# Given problem
Turn the lines of the items below, from the line containing "Check that each instance of the green metal" through the line containing "Target: gold finial", into a numbered list, with blank lines left out.

--- START OF Provided data ---

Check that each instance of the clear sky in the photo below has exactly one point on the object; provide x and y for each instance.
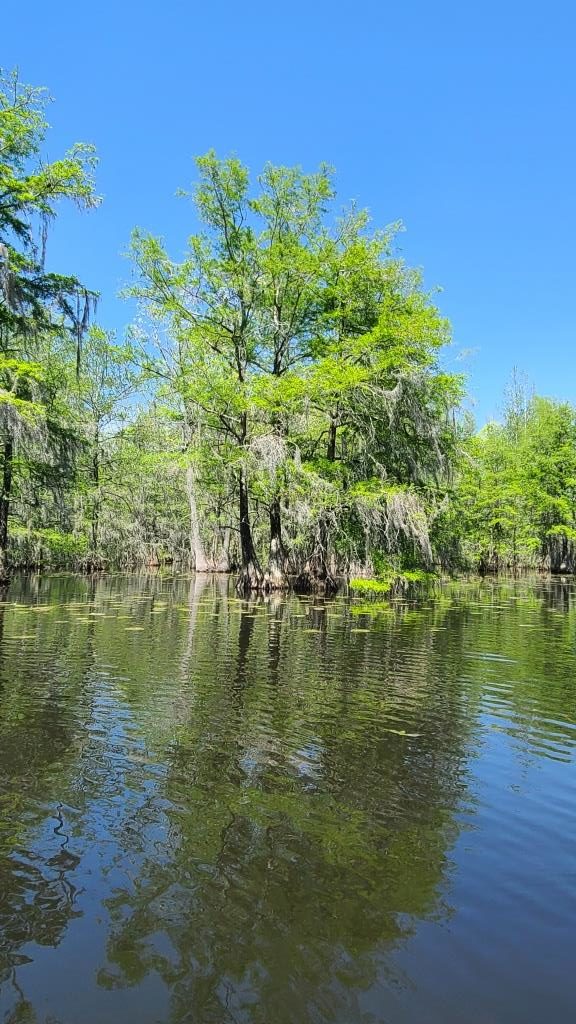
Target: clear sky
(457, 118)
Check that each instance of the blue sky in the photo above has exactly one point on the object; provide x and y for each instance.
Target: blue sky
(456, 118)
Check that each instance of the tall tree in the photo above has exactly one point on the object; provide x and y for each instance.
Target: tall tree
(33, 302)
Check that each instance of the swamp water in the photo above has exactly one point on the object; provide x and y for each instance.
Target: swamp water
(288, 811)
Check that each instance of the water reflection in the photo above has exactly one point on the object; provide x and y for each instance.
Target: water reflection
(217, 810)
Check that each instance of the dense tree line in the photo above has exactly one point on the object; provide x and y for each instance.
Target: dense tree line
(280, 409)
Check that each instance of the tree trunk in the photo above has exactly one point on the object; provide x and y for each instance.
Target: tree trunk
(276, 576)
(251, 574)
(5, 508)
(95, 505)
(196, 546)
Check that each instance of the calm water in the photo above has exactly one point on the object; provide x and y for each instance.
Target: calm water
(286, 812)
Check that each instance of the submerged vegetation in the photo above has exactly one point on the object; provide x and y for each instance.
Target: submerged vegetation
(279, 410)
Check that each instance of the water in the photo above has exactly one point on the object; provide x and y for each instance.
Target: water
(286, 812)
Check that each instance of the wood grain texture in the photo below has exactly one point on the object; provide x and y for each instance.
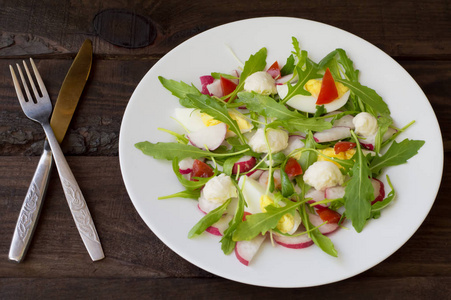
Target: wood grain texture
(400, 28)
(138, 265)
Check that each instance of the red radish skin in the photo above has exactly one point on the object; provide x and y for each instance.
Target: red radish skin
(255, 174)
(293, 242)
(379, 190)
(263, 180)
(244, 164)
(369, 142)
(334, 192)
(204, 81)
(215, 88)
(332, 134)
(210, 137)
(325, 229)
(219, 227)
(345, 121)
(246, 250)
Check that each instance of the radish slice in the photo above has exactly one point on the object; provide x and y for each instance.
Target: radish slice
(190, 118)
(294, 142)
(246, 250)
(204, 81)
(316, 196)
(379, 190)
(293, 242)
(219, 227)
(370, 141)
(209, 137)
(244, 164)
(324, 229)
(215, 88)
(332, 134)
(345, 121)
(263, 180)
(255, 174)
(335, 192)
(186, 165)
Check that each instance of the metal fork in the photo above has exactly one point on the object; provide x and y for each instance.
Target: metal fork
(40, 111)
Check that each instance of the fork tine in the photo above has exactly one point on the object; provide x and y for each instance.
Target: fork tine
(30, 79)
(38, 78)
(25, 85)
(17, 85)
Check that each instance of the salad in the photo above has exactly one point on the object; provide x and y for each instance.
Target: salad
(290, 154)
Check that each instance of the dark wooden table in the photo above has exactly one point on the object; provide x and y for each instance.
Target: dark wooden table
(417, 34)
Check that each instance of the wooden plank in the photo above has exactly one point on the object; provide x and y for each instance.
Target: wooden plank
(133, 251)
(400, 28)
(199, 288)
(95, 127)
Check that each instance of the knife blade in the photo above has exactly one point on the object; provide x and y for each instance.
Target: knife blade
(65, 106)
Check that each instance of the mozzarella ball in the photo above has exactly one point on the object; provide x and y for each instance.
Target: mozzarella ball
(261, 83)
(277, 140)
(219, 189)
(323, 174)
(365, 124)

--- END OF Provided data ---
--- START OF Provided data ---

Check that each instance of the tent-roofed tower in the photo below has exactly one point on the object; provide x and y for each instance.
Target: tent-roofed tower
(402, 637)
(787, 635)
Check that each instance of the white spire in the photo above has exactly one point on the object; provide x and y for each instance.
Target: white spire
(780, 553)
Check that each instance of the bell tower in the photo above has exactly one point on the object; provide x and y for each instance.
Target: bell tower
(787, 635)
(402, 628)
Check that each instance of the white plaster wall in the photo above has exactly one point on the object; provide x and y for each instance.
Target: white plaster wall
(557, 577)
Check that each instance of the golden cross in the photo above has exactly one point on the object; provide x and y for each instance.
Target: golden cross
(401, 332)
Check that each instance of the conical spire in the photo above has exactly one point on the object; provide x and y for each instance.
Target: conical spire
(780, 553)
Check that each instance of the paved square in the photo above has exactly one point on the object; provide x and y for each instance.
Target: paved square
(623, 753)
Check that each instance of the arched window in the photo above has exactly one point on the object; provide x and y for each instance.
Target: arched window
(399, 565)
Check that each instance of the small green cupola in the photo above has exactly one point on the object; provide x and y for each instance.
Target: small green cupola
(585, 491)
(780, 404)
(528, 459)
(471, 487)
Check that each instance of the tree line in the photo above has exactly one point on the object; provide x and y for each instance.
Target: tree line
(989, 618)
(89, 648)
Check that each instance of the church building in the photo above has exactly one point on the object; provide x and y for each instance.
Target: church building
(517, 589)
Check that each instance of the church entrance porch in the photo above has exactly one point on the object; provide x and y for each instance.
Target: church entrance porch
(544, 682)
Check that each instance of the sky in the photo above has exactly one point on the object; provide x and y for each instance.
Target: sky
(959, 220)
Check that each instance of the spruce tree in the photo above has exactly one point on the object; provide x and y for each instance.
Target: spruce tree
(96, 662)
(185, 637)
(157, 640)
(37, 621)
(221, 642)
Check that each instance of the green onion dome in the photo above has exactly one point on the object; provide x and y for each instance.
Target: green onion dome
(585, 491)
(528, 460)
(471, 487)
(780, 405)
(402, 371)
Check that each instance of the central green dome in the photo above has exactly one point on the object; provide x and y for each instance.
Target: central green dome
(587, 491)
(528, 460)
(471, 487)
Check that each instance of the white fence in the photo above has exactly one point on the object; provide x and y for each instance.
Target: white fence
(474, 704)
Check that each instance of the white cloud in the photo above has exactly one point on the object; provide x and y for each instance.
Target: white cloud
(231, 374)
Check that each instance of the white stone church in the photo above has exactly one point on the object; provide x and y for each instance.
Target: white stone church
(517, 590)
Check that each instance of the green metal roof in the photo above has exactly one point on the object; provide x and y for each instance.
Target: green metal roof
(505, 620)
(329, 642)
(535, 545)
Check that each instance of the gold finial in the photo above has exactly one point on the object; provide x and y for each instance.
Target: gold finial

--- END OF Provided data ---

# Answer for the task
1. Check that each instance of the green metal roof in the photo above has exactly one point on the object; provide x and y for each instance.
2. Target: green metal roof
3. (505, 620)
4. (329, 642)
5. (535, 545)
6. Check that each instance of the gold finial in the photo above has exactly one point on the object; provide x and y for each instance.
7. Target: gold finial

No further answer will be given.